• **TESTO FORNITO**
►

Pur nella sua complessa indeterminatezza, infatti, la pessima riforma del Titolo V un punto fermo lo mette all’articolo 117, secondo comma, lettera q, quando dice che la profilassi internazionale è di competenza esclusiva nazionale, e il Covid rientra a tutti gli effetti nella categoria dei flagelli internazionali, per cui dovrebbe essere chiaro che in questa emergenza le competenze regionali sono subordinate a quella dello Stato. Prerogativa che Conte, però, ha esercitato a fasi alterne, prima capitalizzando il consenso con l’autoritarismo dell’uomo solo al comando quando la condivisione del lockdown era quasi plebiscitaria, e poi tentando di delegare le decisioni più scomode a governatori e sindaci quando le chiusure sono diventate impopolari. Ne è scaturito un braccio di ferro che ha inevitabilmente ritardato le decisioni, tanto che fino a mercoledì sera non era ancora chiaro quali regioni fossero in procinto di diventare zona rossa, e la sensazione finale è che alcune scelte siano state suggerite più da convenienze politiche – vedi il caso della Campania - che dalle indicazioni scientifiche. Per cui il solenne proclama del premier di “non essere disposto a trattare sulla salute pubblica” è stato plasticamente smentito dai fatti degli ultimi giorni.

◄

[Voci del dataset]
►

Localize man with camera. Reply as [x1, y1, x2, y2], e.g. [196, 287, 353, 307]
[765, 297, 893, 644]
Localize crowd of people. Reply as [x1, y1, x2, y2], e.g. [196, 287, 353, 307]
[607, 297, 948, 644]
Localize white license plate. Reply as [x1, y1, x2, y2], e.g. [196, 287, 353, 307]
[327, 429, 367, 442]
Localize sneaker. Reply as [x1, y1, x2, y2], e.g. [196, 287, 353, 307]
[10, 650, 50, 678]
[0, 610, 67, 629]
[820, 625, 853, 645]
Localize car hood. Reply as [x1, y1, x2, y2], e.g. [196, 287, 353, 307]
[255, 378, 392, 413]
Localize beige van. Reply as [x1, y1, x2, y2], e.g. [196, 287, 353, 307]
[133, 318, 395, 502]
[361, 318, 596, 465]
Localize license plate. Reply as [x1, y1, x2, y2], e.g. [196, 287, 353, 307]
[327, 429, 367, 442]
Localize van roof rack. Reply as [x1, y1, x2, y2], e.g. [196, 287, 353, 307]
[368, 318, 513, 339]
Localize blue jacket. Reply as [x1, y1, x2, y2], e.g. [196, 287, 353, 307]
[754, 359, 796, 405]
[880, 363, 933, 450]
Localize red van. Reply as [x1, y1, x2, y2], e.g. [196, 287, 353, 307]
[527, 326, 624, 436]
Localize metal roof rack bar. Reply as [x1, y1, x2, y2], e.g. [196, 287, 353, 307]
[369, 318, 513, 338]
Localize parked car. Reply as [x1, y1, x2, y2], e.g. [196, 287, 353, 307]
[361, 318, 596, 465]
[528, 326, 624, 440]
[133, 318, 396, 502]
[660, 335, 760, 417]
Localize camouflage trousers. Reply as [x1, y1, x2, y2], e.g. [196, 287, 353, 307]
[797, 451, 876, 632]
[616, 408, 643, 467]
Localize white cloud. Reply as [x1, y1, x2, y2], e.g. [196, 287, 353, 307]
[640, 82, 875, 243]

◄

• **CONSEGNE DA SVOLGERE**
**A.** Rispondi alle domande in base al testo sulle competenze nell'emergenza Covid.
(i) Quale norma, secondo il testo, assegna alla competenza esclusiva nazionale la profilassi internazionale?
(ii) Fino a quando non era ancora chiaro quali regioni sarebbero diventate zona rossa?
(iii) Quale regione viene citata come esempio di scelte suggerite da convenienze politiche?
**B.** Elenca tutti i soggetti istituzionali a cui il testo sulle competenze nell'emergenza Covid attribuisce competenze o decisioni.
**C.** Prosegui il testo sulle competenze nell'emergenza Covid a partire dalla frase che termina con "dai fatti degli ultimi giorni".
Le voci del dataset non servono in alcun modo per svolgere questo esercizio.

• **RISPOSTE PER CONSEGNA**
**A.**
(i) L'articolo 117, secondo comma, lettera q, della riforma del Titolo V.
(ii) Fino a mercoledì sera.
(iii) La Campania.

**B.** Lo Stato; le regioni; Conte, il premier; i governatori; i sindaci.

**C.**
Dunque, una volta usciti dalla pandemia, con gli italiani in balìa di una valanga di Dpcm, decreti legge, e ordinanze regionali e comunali che spesso si contraddicevano a vicenda, andrà fatta una seria riflessione sul ritorno della sanità nel suo complesso alle competenze dello Stato, perché la babele delle competenze ha superato ogni livello di guardia e di decenza.

Ma questo non toglie che sia necessario anche ricondurre i governi nazionali, dopo la parentesi di Conte, a operare entro i limiti della Costituzione. Quanto è accaduto soprattutto con l’ultimo Dpcm è infatti inaccettabile, perché crea un precedente pericoloso, di forma e di sostanza. L’articolo 2 infatti attribuisce a un’ordinanza del ministro della Salute, sulla base di determinati parametri scientifici, il potere di collocare una regione nella cosiddetta fascia rossa, in cui vige il lockdown totale con le connesse limitazioni alla libertà personale.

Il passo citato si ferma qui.